- Cosa fare -
1 > Nel brano su Rebecca si legge che lei avrebbe avuto ottimi argomenti contro la concessione delle benedizioni a Esaù. Spiega su che cosa il brano fonda questa affermazione.
2 > Rispondi a queste domande sul brano su Rebecca:
(a) Con quali parole la Torà descrive Giacobbe?
(b) Che legame di parentela c'è tra Giacobbe ed Esaù?
(c) Quale "gloriosa" tradizione Rebecca non ha seguito?

- Brano scelto -
====
Le stranezze di questa storia sono numerose e una domanda non può essere ignorata: Rebecca si è comportata correntemente nel pianificare astutamente questo piano contro il marito? Se Rebecca aveva buone ragioni per giudicare Esaù immeritevole delle benedizioni di Isacco, perché non ne ha parlato direttamente con suo marito e non ha seguito la “gloriosa” tradizione delle mogli ebree che cercano sempre di spiegare ai mariti i propri errori?
Oltretutto, Rebecca avrebbe avuto ottimi argomenti contro la concessione delle benedizioni a Esaù, ragioni che Isacco avrebbe certamente compreso. La Torà descrive Giacobbe come un “Uomo retto che studia nelle tende”, in palese contrasto con suo fratello gemello Esaù che è invece descritto come un “Esperto cacciatore, un uomo della campagna”.
====
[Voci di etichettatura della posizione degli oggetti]

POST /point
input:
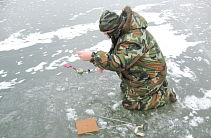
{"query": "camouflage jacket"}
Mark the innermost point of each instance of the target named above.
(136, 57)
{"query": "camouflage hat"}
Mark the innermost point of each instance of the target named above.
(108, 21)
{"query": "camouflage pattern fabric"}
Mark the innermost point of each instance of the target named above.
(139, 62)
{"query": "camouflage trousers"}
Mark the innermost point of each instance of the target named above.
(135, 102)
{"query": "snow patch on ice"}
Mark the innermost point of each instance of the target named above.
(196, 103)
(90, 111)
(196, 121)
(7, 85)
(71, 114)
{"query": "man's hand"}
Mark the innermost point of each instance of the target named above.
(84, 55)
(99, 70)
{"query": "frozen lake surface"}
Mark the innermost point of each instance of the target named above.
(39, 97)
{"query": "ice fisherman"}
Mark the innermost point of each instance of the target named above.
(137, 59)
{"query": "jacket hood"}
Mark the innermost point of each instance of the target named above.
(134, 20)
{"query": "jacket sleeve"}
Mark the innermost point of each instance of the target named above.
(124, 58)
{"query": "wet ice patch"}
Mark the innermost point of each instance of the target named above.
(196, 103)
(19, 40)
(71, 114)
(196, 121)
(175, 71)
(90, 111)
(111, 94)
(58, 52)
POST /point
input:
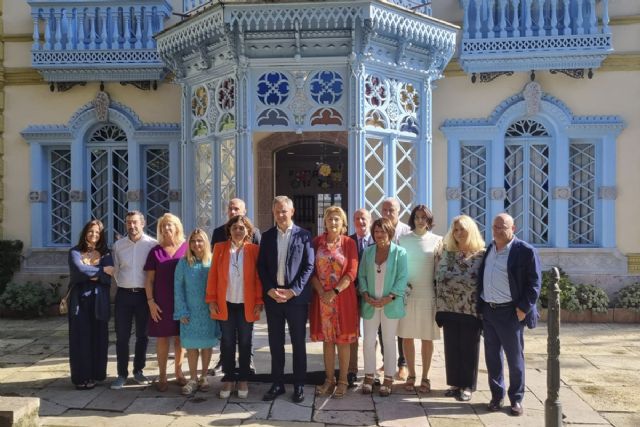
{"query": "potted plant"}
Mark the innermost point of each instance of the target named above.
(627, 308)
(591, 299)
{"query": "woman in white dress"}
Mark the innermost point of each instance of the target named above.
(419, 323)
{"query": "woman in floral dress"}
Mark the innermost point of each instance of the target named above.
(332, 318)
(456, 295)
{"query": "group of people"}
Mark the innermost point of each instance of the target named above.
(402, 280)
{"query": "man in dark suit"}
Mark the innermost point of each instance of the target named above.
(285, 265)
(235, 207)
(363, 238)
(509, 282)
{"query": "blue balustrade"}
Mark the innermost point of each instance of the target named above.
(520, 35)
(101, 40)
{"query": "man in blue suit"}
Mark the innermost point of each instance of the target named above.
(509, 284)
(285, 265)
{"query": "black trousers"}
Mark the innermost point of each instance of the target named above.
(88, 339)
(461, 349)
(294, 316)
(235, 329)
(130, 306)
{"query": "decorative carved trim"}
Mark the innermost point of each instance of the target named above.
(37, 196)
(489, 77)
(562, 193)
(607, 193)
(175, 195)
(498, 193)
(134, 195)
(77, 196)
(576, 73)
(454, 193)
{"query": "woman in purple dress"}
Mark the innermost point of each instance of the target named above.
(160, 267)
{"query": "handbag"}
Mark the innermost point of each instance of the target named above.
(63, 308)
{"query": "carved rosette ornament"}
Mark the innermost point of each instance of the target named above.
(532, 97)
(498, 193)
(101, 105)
====
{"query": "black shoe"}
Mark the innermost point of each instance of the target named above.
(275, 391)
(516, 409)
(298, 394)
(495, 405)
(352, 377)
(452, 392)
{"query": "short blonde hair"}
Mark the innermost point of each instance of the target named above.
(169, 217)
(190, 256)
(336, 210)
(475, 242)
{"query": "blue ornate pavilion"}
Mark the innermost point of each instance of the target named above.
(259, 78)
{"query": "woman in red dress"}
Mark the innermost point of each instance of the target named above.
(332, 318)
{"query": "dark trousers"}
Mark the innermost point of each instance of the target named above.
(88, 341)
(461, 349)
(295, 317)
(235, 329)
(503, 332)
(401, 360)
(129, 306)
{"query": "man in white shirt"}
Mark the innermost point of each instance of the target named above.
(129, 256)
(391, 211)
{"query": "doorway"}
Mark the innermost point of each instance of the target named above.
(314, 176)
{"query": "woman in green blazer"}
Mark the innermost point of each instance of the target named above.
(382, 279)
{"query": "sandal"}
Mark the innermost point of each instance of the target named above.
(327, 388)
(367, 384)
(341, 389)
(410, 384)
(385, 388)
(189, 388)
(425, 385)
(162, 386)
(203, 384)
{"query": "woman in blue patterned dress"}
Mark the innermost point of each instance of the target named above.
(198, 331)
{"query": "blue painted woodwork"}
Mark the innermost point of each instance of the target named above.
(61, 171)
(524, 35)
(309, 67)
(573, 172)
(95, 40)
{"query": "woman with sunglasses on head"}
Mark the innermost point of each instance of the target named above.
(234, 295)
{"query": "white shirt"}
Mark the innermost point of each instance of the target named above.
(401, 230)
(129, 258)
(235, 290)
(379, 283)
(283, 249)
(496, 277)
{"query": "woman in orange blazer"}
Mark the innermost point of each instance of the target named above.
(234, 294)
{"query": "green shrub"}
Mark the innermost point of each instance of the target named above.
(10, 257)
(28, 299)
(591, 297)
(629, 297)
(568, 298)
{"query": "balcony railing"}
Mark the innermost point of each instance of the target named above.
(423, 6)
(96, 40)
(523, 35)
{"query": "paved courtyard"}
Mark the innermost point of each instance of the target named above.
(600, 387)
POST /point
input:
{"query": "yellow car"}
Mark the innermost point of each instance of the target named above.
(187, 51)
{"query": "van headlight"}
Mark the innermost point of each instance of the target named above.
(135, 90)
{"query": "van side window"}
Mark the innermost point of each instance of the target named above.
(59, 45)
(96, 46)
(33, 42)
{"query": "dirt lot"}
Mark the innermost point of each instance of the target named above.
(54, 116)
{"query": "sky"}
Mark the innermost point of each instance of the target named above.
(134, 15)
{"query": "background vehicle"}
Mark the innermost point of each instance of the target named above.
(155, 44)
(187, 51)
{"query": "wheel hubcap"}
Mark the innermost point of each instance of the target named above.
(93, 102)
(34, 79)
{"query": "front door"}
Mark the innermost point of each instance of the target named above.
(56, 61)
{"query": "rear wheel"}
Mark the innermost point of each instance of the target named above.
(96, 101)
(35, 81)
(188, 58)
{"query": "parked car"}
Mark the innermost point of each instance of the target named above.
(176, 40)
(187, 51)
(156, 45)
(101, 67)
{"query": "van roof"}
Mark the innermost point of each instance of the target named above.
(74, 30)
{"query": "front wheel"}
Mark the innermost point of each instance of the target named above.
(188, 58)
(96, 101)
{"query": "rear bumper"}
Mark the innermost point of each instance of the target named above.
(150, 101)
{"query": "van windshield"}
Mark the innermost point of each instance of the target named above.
====
- Risultati per compito -
1 > Il brano si fonda sul modo in cui la Torà descrive i due fratelli. Giacobbe è un "Uomo retto che studia nelle tende", mentre il suo gemello Esaù è un "Esperto cacciatore, un uomo della campagna". Questo netto contrasto darebbe a Rebecca ragioni che Isacco avrebbe certamente compreso.

2 >
(a) Come un "Uomo retto che studia nelle tende".
(b) Sono fratelli gemelli.
(c) La tradizione delle mogli ebree che cercano sempre di spiegare ai mariti i propri errori.